What is being asked:
Render the entries below, from the line containing "Each instance of the river in" through the line containing "[(551, 569)]", as a two-column CSV with columns named request and answer. Give one row per entry, put each field in quotation marks, and replace any line breaks with spaces.
──────── Material for the task
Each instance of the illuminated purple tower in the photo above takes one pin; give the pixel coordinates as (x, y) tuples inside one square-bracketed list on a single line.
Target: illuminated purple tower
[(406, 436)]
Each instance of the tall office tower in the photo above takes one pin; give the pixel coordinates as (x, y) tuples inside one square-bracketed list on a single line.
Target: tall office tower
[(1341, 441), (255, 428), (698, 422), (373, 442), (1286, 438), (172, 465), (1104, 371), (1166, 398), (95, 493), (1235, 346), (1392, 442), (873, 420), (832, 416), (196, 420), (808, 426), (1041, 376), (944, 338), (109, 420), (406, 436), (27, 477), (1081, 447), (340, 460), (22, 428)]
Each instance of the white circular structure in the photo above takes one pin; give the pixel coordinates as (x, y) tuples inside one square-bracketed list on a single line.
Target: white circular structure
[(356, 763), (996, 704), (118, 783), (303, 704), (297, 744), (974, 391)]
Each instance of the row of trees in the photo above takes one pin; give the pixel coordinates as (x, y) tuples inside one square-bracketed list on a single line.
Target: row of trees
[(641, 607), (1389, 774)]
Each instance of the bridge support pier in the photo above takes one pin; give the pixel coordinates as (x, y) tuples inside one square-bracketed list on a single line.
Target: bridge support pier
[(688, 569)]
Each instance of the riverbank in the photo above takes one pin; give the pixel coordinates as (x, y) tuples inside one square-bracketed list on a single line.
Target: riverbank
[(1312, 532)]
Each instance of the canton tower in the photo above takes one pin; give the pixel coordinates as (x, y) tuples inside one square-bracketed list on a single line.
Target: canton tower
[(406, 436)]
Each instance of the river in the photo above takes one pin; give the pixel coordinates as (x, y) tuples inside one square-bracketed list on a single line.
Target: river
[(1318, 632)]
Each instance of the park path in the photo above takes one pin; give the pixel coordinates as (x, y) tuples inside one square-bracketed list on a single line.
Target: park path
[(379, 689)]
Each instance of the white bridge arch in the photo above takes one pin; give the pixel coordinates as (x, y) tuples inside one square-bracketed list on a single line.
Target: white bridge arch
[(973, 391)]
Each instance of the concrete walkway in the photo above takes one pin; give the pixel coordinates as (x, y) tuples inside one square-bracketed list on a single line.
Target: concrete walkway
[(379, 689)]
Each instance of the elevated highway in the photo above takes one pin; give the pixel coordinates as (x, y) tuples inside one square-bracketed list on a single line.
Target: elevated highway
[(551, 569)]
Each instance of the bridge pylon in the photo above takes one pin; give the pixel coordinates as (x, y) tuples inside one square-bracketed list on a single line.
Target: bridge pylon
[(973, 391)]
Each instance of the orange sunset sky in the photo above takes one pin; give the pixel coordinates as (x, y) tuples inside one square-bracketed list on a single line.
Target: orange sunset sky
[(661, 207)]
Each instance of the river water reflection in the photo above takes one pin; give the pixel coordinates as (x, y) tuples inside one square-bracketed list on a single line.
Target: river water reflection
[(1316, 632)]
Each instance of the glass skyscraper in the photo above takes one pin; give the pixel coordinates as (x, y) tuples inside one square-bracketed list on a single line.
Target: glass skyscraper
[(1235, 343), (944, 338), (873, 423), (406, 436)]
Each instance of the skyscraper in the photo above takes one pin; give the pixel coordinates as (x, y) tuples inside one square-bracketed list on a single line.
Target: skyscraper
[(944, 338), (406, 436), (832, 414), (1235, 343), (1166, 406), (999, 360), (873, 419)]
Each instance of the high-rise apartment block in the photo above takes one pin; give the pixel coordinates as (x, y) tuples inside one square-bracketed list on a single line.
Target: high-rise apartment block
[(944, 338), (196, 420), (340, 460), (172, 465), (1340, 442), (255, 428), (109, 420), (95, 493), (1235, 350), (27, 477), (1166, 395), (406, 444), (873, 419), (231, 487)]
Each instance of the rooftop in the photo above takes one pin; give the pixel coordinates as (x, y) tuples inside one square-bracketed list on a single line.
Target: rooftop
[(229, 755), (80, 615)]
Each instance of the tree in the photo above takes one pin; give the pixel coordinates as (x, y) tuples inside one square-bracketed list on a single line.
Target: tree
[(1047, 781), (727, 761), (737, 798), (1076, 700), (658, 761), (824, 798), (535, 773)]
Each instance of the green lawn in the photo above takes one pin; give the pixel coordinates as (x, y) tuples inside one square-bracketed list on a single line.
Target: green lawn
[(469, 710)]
────────────────
Result below:
request,answer
"Each instance of the river in the photo above takes one pin; give the pixel coordinates as (x, y) tuples inside one square-bracketed list on a single line. Target: river","[(1318, 632)]"
"Each instance of the park path in the photo above takes one pin; give the pixel coordinates as (x, y) tuples inside one square-bracketed list on a single line. Target: park path","[(379, 689)]"
"Each instance of the white bridge arch in the photo above takes one pin; give the pixel coordinates as (x, y) tuples inside one square-bracketed list on a single line. Target: white bridge arch","[(973, 391)]"
"Each instance of the concrete walkway in the photo above takes one pin; give the pixel coordinates as (x, y) tuples inside one square-bracketed list on a single line. Target: concrete walkway","[(379, 689)]"
"Each instance of the elevated highway in the photo above takes one pin; give the pixel coordinates as (x, y) tuples inside one square-bracketed list on a single line. Target: elevated highway","[(551, 569)]"